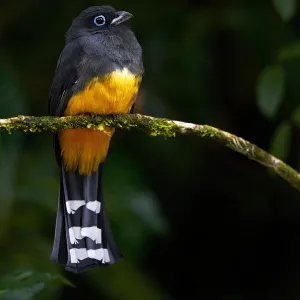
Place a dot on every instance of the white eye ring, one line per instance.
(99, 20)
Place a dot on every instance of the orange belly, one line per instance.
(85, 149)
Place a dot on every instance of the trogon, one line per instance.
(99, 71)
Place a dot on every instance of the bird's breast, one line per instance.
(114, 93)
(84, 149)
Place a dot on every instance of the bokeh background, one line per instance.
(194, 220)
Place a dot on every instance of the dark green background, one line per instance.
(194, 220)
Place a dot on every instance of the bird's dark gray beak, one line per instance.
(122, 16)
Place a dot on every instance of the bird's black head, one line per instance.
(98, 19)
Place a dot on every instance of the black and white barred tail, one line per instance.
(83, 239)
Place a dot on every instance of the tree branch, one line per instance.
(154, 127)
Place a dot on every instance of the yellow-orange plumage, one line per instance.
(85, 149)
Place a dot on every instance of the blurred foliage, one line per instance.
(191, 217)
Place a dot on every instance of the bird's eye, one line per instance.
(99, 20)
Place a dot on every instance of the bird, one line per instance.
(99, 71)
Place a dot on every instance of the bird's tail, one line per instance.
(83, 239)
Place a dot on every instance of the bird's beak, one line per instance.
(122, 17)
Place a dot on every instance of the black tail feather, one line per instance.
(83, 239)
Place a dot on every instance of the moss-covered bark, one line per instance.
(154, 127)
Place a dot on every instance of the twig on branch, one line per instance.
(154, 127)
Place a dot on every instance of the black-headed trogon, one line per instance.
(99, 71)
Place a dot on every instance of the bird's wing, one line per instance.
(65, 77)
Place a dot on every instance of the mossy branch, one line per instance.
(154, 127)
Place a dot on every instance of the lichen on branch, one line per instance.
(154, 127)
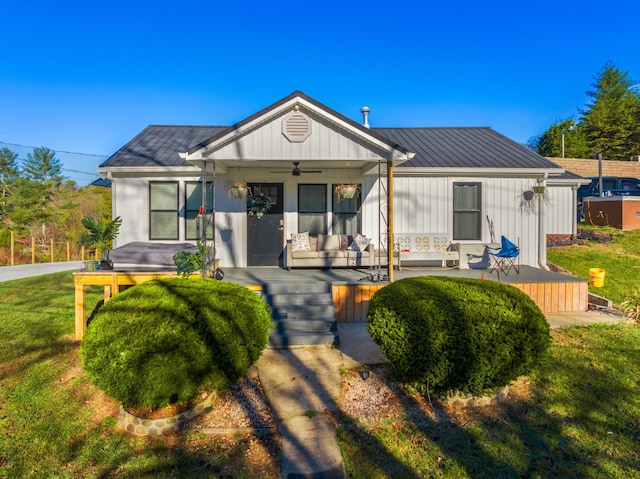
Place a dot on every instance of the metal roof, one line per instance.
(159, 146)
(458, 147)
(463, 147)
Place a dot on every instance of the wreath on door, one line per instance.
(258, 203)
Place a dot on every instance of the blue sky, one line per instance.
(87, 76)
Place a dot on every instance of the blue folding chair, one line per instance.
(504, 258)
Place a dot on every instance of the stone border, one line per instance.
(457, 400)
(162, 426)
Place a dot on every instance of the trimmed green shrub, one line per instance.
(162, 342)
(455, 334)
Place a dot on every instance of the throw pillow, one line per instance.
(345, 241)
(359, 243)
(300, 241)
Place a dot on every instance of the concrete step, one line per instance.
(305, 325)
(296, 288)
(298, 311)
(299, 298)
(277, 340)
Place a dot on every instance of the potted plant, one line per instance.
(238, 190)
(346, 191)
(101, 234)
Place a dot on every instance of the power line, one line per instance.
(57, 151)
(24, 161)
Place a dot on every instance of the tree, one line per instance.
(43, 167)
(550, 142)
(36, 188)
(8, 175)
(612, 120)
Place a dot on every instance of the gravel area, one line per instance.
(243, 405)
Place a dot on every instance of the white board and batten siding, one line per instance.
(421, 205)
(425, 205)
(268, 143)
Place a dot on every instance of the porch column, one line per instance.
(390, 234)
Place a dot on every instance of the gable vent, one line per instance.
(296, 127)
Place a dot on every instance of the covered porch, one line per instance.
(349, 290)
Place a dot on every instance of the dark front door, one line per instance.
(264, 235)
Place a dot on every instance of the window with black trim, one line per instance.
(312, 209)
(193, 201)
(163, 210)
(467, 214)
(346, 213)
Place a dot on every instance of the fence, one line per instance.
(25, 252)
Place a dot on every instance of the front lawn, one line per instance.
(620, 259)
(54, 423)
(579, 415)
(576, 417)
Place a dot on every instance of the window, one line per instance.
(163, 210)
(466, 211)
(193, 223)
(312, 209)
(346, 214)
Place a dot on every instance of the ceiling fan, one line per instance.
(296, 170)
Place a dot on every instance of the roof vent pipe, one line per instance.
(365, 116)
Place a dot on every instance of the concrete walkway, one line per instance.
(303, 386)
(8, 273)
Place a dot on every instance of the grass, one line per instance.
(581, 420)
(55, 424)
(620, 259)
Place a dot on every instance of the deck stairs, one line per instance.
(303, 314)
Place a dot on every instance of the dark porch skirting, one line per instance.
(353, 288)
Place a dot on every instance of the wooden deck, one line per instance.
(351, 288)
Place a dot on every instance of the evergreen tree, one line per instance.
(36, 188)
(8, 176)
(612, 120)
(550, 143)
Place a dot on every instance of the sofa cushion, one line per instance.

========

**INSTRUCTION:** Your task is to reproduce all of the material exactly. The pictures stay out.

**FINAL ANSWER:**
Place a dot on every instance of the white eye ring, one line per instance.
(99, 20)
Place a dot on every instance of the orange belly, one line per instance.
(85, 149)
Place a dot on every instance of the trogon, one line per instance.
(99, 71)
Place a dot on every instance of the bird's breast, one line per instance.
(114, 93)
(84, 149)
Place a dot on every instance of the bokeh background, one line per instance.
(194, 220)
Place a dot on every instance of the dark green background, one line per instance.
(194, 220)
Place a dot on every instance of the bird's dark gray beak, one line per instance.
(122, 16)
Place a dot on every instance of the bird's black head, one line per instance.
(98, 19)
Place a dot on every instance of the black and white barred tail, one line per instance.
(83, 239)
Place a dot on every instance of the tree branch, one line per instance.
(154, 127)
Place a dot on every instance of the yellow-orange plumage, one line per instance.
(85, 149)
Place a dot on every instance of the blurred foliage, one line per instance.
(191, 217)
Place a dot on every instance of the bird's eye, one line per instance.
(99, 20)
Place a dot on every instance of the bird, one line per instance.
(99, 71)
Place a dot on every instance of the bird's tail, one line per instance.
(83, 239)
Place a dot on every instance of the bird's beak, one line per instance.
(122, 17)
Place a dot on every instance of the black tail feather, one line per instance.
(83, 239)
Place a dot on every instance of the moss-covered bark, one line per instance.
(154, 127)
Place a dot on every instance of the twig on branch, one line per instance.
(154, 127)
Place a dot on every instance of the black-headed trogon, one line per instance.
(99, 71)
Place a dot on every instance of the bird's wing, one line per instance.
(65, 77)
Place a dot on every instance of the mossy branch, one line per instance.
(154, 127)
Place a dot on every instance of the lichen on branch, one line per instance.
(154, 127)
Place a dot on every instance of the metal roof, one line per instance.
(159, 146)
(458, 147)
(463, 147)
Place a dot on every instance of the wreath on door, one line per instance.
(258, 203)
Place a dot on every instance of the blue sky, one line per instance.
(87, 76)
Place a dot on every instance of the blue folding chair, one line per instance.
(504, 258)
Place a dot on every instance of the stone border, one line per instance.
(457, 400)
(162, 426)
Place a dot on every instance of the trimmed green shrub, one line per instance.
(162, 342)
(455, 334)
Place a dot on every instance of the throw pillow, one line per instance.
(345, 241)
(359, 243)
(300, 241)
Place a dot on every instance of the concrete step, one line per instance.
(305, 325)
(296, 288)
(298, 311)
(299, 298)
(277, 340)
Place a dot on every instance of the potted plant, one line per instance.
(238, 190)
(346, 191)
(101, 234)
Place a dot on every instance of the power line, one line per instance.
(57, 151)
(24, 161)
Place a dot on every instance of the tree, one line per instance.
(43, 167)
(550, 142)
(36, 188)
(8, 175)
(612, 120)
Place a dot on every instance of the gravel area, one line per instance.
(243, 405)
Place a dot on every instance of the white board and batten siding, one line per instance.
(421, 205)
(425, 205)
(268, 143)
Place a dot on every instance of the porch column, one line per instance.
(390, 234)
Place a dot on every instance of the gable vent, one line per instance.
(296, 127)
Place a dot on every instance of the covered porch, one line per instance.
(349, 290)
Place a dot on every instance of the dark front door, one line per instance.
(264, 235)
Place a dot on every instance of the window with black trim, one line per instance.
(312, 209)
(193, 201)
(163, 210)
(467, 214)
(346, 213)
Place a dot on every instance of the fence, one line per instance.
(25, 252)
Place a dot on every instance of the front lawn, one line per instance.
(620, 259)
(54, 423)
(579, 415)
(576, 417)
Place a dot on every instance of the window, one line per instance.
(163, 210)
(466, 211)
(193, 223)
(312, 209)
(346, 214)
Place a dot on every instance of the ceiling fan, one line per instance.
(296, 170)
Place a dot on every instance of the roof vent pipe, one line per instance.
(365, 116)
Place a dot on every instance of the concrete walkway, one line per instance.
(303, 386)
(8, 273)
Place a dot on every instance of the grass, one line per instance.
(581, 420)
(55, 424)
(620, 259)
Place a dot on every instance of the deck stairs, one line per instance.
(303, 314)
Place a dot on every instance of the dark porch skirting, one line per instance.
(353, 288)
Place a dot on every instance of the wooden deck, one line per instance.
(351, 288)
Place a dot on every instance of the evergreen tree, one line per instance.
(36, 188)
(8, 176)
(612, 120)
(550, 143)
Place a dot on every instance of the sofa cushion, one line per instance.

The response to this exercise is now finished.